━━━ ТЕКСТ ДЛЯ ЧТЕНИЯ ━━━
Том 7. Мы и они - [161]

Шрифт
Интервал

Заметки о литературе в «Вестнике Европы» пишет г. Адрианов. Он судит о современной беллетристике, многое бранит, многое хвалит. К сожалению, он, с изумляющей неуклонностью, хвалит то, что следует бранить, а бранит то, что надо хвалить. Судьба ли это, черт ли смеется над г. Адриановым – неизвестно. Примеров слишком много – столько, сколько статей; обременительно было бы и приводить примеры. Читатель сам знает что это так.

Впрочем, статьи г. Адрианова вполне умеренны, вполне приличны, а, следовательно, и уместны на страницах «Вестника Европы».

О «Современном Мире» скажу кратко. Он, хотя и не изменил своей исконной физиономии, но чувствуется там какое-то окисление, усталость. Вялая полемика, роман Потапенки в виде произведения искусства… Посмотрим, что будет дальше. «Современный Мир», как мне кажется, оступился немного благодаря усиленной деятельности г. Львова-Рогачевского, который природно живет и мечется в собственном… не кольце, а колечке, и пытается втиснуть в это колечко опекаемый журнал. Добра не выйдет, если затея удастся.

Надо сказать правду, что самый верный, самый стойкий, самый твердый и прекрасно-неподвижный у нас журнал – «Русское Богатство». Я без малейшей иронии говорю: прекрасно-неподвижный. Есть подлинная красота в такой неподвижности, верность всегда прекрасна.

Это «Русскому Богатству» следовало бы называться «Заветами», а вовсе не «Заветам» – журналу, который считается юным братом «Русского Богатства», но… брат ли? Разве троюродный какой-нибудь.
━━━
» **ЗАДАНИЯ**
1. Как перевести на английский язык предложение из заметок о литературных журналах: «Есть подлинная красота в такой неподвижности, верность всегда прекрасна»?
2. Допишите, что следует дальше в заметках о литературных журналах после фразы «Разве троюродный какой-нибудь».
Материал здесь никакой роли не играет.
━━━ ПРИВЕДЁННЫЕ ДАННЫЕ ━━━
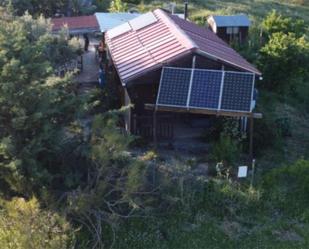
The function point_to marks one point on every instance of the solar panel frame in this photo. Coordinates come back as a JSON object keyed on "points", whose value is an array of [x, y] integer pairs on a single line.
{"points": [[225, 103], [119, 30], [190, 82], [206, 89], [186, 93], [143, 21]]}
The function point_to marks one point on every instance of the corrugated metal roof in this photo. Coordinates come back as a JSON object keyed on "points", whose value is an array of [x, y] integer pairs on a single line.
{"points": [[76, 24], [137, 52], [108, 21], [232, 21]]}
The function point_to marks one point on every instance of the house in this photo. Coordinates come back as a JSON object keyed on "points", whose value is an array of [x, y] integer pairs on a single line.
{"points": [[77, 25], [233, 28], [99, 22], [167, 67], [173, 71], [111, 20]]}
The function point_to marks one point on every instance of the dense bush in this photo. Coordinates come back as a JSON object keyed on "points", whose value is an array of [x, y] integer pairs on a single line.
{"points": [[285, 52], [23, 225], [287, 188], [225, 150], [36, 107]]}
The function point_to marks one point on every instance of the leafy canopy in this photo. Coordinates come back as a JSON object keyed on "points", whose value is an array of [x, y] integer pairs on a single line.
{"points": [[35, 106]]}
━━━
» **ОТВЕТЫ ПО ПОРЯДКУ**
1. There is genuine beauty in such immobility; fidelity is always beautiful.

2.
Верность идеалистическая; пусть условная, «честность», окрылявшая отцов наших, забытая детьми ради соблазнов эстетики; крепость единого знамени – все это ценности объективные, неизменные, непропадаемые. От них отойдут – к ним, так или иначе, вернутся. Их одних мало для жизни; и за то, что «Русское Богатство» других не ищет, я его жалею; но за то, что эти не полные, но положительные, оно охранило и несет верно, – я его уважаю.

Самое обыкновенное теперь явление, чаще всего встречающееся в современной жизни, – «беспозиционность». Книги, журналы, люди – «без позиции». Непонятно, откуда это взялось. Ежели, в литературе, пошло от эстетов, – мало вероятия: у эстетов была своя, эстетическая, позиция. Недавно выходил (а может, и теперь выходит) захудалый журнальчик, объявлявший себя, главным образом, вне: вне кружков, вне партий, вне того, вне другого… До десяти мест указывалось, где нету журнальчика; и ни слова о том месте, где он, собственно, находится. Такая безместность – предел беспозиционности. Очень свободно… и не очень человечно, то есть несколько ниже человеческого достоинства. Человек без позиции свободен, как язык колокольный без колокола. Преграды нет, болтайся широко, хоть вокруг себя крутись. Он болтается, а я с правом задаю губительный вопрос: ну, и что же из этого?

Весь наш беллетристический модерн – беспозиционен почти сплошь. Писатель без миросозерцанья, какого бы то ни было, хотя бы чисто эстетического, не писатель, а описатель, что я уже когда-то говорил. «Позиция» для художника – это его миросозерцанье, так же, впрочем, как и для журнала; ведь, я не о «партийности» говорю, употребляя слово «беспозиционпость».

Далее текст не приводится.